**GIVEN PROBLEM 1:**
Which usernames in the forum thread on the TiVo priority update page (not the listing) appear as headers above posts that contain the poster's own written text?
**GIVEN PROBLEM 2:**
Can you write the next part of the forum thread on the TiVo priority update page, picking up after its last line?

** START EXTRACT **

# Priority update request page for 20.4.8



## mae (Dec 10, 2001)

There is now an active priority update request page for 20.4.8.

https://www.tivo.com/priority_20.4.8


----------



## kbmb (Jun 22, 2004)

mae said:


> There is now an active priority update request page for 20.4.8.
> 
> https://www.tivo.com/priority_20.4.8


Aren't Roamios on 20.5.2?

-Kevin


----------



## The Merg (Dec 2, 2007)

kbmb said:


> Aren't Roamios on 10.5.2?
> 
> -Kevin


No. I believe the last update was 20.4.5a

- Merg

Sent from my iPhone using Tapatalk


----------



## kbmb (Jun 22, 2004)

The Merg said:


> No. I believe the last update was 20.4.5a
> 
> - Merg
> 
> Sent from my iPhone using Tapatalk


My Roamios are on 20.5.2a

-Kevin


----------



## The Merg (Dec 2, 2007)

kbmb said:


> My Roamios are on 20.5.2a
> 
> -Kevin


LOL!

Okay, that's what I tried to type. I guess you had a typo too as you originally had 10.x

- Merg

Sent from my iPhone using Tapatalk


----------



## kbmb (Jun 22, 2004)

The Merg said:


> LOL!
> 
> Okay, that's what I tried to type. I guess you had a typo too as you originally had 10.x
> 
> ...


Yeah....getting my OS X and TiVo updates mixed up 

Anyway....what's with the priority page saying 20.4.8?

-Kevin


----------



## NJ Webel (Dec 8, 2004)

kbmb said:


> Anyway....what's with the priority page saying 20.4.8?
> 
> -Kevin


It's an incorrect reference. Here TivoMargret talks about it (when we moved to 20.5.2): http://www.tivocommunity.com/tivo-vb/showthread.php?p=10568101#post10568101


----------



## kbmb (Jun 22, 2004)

NJ Webel said:


> It's an incorrect reference. Here TivoMargret talks about it (when we moved to 20.5.2): http://www.tivocommunity.com/tivo-vb/showthread.php?p=10568101#post10568101


So does the Priority page not even load if there isn't a signup? So just by having this page, even with the incorrect reference, does that mean there is a new release coming?

-Kevin


----------



## ADG (Aug 20, 2003)

Incorrect page title / update number aside, the fact that the page is live should indicate there is a new update coming, would you all agree?


----------



## NJ Webel (Dec 8, 2004)

ADG said:


> Incorrect page title / update number aside, the fact that the page is live should indicate there is a new update coming, would you all agree?


Historically that's been the case. Live page = update forthcoming.


----------



## raqball (Feb 23, 2015)

I plugged in my TSN so I guess I'll see...

I would think a live page = new update regardless of the incorrect version # but time will tell I guess..


----------



## JoeKustra (Dec 7, 2012)

** END EXTRACT **
** START DATASET EXTRACT **

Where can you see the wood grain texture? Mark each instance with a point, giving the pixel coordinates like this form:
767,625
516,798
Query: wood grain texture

** END DATASET EXTRACT **

**EXERCISE RESPONSE 1:**
mae, kbmb, The Merg, NJ Webel, ADG, raqball

**EXERCISE RESPONSE 2:**
Deja Vu: http://www.tivocommunity.com/tivo-vb/showthread.php?t=528073&highlight=20


----------



## mrizzo80 (Apr 17, 2012)

I think this page has been up since late September.

http://www.tivocommunity.com/tivo-vb/showthread.php?t=532372


----------



## CoxInPHX (Jan 14, 2011)

Installing an update right now, on my RoamioPro, I assume it will be 20.5.4


----------



## CoxInPHX (Jan 14, 2011)

CoxInPHX said:


> Installing an update right now, on my RoamioPro, I assume it will be 20.5.4


Odd, the update is 20.5.2b.RC1 and the Premiere did not get the update, yet.

No Guide Logos yet


----------



## Dan203 (Apr 17, 2000)

I've got 20.5.4 on all my Minis now, but not on either Roamio.


----------



## raqball (Feb 23, 2015)

My Roamio OTA undated to 20.5.2b.RC1-USA-6-846

No guide logos either and I don't see anything else that is obviously a change.


----------



## kbmb (Jun 22, 2004)

raqball said:


> My Roamio OTA undated to 20.5.2b.RC1-USA-6-846
> 
> No guide logos either and I don't see anything else that is obviously a change.


From my experience in the beta programs.....doesn't RC1 = Release Candidate 1?

Doesn't sound like it should be released to the public?!?

-Kevin


----------



## CoxInPHX (Jan 14, 2011)

kbmb said:


> From my experience in the beta programs.....doesn't RC1 = Release Candidate 1?
> 
> Doesn't sound like it should be released to the public?!?


Yes RC = Release Candidate, but the Minis also received an RC6 
Not sure why TiVo is pushing an RC to production units.


----------



## JoeKustra (Dec 7, 2012)

raqball said:


> My Roamio OTA undated to 20.5.2b.RC1-USA-6-846
> 
> No guide logos either and I don't see anything else that is obviously a change.


It arrived on my Roamio. The mail msg indicate some 1P update. Nothing on the guide. No change in two Premieres on priority list.

I applied for beta. Never heard back.


----------



## WorldBandRadio (Dec 20, 2010)

JoeKustra said:


> It arrived on my Roamio. The mail msg indicate some 1P update. ...


I received it also. The 1P update is that you can now specify to record "Everything" for a show.

I already had that capability (not sure if it was the last update, or the one prior), so I don't know what TiVo is hyping about.

Indeed, the ability to specify "Everything" is not really an update, but a return of a [minor] capability that was removed during the Season Pass to OnePass fiasco.


----------



## davefred99 (Oct 31, 2004)

I received this update last nite too. I am wondering why it is labeled as a RC1 update. Is this a test run for another update yet to come sent out to just a few public users or what.

Doesn't TIVO Margaret usually come out a let us know about any major public updates. I don,t see any major change in this one.


----------



## samccfl99 (Sep 7, 2013)

davefred99 said:


> Doesn't TIVO Margaret usually come out a let us know about any major public updates. I don,t see any major change in this one.


What MAJOR updates? Last one was Onepass in 02-2015 and the fixes to it a month later. FOUR USLESS ONES SINCE. Major my butt.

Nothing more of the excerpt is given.